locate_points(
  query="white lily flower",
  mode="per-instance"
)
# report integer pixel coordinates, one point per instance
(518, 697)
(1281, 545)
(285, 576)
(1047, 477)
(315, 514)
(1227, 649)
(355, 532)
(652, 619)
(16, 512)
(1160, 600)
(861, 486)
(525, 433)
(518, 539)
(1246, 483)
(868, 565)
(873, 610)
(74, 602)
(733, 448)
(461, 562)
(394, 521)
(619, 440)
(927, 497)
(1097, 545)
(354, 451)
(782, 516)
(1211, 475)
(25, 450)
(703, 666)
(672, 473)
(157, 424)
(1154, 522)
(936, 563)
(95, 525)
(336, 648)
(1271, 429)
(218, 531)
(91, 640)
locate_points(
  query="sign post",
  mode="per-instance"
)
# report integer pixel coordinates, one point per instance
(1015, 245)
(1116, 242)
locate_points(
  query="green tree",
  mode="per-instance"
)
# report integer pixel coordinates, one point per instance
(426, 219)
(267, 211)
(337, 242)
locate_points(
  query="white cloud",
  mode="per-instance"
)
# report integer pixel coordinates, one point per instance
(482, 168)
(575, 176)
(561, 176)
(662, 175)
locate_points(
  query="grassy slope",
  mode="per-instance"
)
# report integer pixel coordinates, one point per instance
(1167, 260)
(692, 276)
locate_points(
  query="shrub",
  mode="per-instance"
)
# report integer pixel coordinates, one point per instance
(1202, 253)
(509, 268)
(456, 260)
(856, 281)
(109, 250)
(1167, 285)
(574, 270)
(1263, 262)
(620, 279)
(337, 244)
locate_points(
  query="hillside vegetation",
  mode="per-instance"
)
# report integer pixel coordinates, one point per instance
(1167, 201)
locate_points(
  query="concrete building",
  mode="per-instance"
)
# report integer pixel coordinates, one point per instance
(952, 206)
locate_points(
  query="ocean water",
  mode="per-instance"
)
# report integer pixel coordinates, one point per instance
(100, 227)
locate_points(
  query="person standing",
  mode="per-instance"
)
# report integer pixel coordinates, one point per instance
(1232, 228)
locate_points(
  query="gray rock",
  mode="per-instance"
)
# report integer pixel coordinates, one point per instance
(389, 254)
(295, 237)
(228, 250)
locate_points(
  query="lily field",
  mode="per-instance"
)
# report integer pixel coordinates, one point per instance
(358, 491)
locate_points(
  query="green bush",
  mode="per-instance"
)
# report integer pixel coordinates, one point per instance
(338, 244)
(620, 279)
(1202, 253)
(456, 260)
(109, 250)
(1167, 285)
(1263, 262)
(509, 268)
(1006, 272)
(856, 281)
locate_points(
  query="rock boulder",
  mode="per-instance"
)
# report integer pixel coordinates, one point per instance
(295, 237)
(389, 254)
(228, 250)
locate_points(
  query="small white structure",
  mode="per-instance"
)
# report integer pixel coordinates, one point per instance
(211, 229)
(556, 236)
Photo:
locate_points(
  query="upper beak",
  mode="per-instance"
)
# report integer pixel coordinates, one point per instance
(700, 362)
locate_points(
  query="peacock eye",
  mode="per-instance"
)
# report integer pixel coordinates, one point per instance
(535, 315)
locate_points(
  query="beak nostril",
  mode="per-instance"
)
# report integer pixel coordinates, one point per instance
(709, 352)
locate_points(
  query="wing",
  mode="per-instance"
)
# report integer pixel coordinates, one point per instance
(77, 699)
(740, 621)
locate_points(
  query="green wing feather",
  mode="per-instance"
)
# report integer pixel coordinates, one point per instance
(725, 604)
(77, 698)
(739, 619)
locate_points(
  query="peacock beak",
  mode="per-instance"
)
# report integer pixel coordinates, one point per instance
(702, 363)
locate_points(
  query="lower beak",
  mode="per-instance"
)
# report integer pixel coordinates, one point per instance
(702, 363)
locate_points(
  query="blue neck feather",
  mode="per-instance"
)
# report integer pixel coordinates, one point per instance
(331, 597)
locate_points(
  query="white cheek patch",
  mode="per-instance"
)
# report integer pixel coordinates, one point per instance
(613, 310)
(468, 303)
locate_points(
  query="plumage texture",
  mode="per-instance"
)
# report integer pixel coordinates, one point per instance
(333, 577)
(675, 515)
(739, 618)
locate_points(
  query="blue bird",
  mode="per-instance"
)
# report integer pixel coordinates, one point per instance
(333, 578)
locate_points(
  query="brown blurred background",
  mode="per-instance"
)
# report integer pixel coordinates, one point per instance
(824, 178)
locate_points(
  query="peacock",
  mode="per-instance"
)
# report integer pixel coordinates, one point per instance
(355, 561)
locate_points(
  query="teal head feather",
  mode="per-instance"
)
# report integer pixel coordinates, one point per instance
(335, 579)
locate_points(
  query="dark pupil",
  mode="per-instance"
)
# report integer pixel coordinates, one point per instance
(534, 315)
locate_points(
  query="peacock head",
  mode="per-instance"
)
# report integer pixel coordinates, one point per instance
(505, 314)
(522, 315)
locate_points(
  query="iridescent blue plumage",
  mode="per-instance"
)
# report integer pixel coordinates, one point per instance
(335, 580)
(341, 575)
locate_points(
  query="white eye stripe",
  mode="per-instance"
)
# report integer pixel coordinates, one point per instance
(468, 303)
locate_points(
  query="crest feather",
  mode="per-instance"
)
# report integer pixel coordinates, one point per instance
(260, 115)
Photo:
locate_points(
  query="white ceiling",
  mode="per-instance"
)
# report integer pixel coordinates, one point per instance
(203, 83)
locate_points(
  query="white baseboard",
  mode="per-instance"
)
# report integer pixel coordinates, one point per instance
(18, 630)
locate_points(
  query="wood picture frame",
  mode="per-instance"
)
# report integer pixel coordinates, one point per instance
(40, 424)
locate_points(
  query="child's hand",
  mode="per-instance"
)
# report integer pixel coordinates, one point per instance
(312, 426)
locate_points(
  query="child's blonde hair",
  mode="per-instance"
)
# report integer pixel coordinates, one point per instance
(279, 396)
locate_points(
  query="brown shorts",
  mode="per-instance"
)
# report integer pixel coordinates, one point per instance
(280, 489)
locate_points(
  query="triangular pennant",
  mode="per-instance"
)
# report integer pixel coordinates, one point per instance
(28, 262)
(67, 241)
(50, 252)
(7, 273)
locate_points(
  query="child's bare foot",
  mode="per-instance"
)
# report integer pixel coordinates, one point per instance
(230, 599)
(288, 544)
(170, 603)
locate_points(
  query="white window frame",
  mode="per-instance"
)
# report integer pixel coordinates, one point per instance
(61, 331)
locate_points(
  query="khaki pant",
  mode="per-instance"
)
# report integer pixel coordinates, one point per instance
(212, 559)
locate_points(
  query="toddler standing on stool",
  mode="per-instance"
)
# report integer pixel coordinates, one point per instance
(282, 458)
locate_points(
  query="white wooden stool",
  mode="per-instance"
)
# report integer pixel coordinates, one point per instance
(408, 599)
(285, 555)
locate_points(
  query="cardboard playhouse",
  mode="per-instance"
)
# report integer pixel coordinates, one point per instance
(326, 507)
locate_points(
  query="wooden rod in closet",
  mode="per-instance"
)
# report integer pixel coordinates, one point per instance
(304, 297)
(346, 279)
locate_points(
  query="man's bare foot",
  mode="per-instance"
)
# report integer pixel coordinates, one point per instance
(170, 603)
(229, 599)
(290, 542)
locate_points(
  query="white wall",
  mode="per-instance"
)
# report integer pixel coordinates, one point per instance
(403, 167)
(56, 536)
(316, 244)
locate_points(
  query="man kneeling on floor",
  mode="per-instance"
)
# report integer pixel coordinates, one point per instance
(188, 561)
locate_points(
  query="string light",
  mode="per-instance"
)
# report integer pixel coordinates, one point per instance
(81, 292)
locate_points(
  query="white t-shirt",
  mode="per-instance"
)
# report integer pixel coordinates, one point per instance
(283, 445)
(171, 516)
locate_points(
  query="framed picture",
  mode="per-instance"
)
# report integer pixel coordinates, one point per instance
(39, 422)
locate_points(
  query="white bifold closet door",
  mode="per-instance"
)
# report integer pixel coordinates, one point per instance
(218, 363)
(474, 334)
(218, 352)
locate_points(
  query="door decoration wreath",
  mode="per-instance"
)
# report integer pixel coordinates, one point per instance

» **Directions**
Extract every line in the listing above that contains the string "standing", copying each line in full.

» **Completed exercise**
  query="person standing",
  query="toddler standing on stool",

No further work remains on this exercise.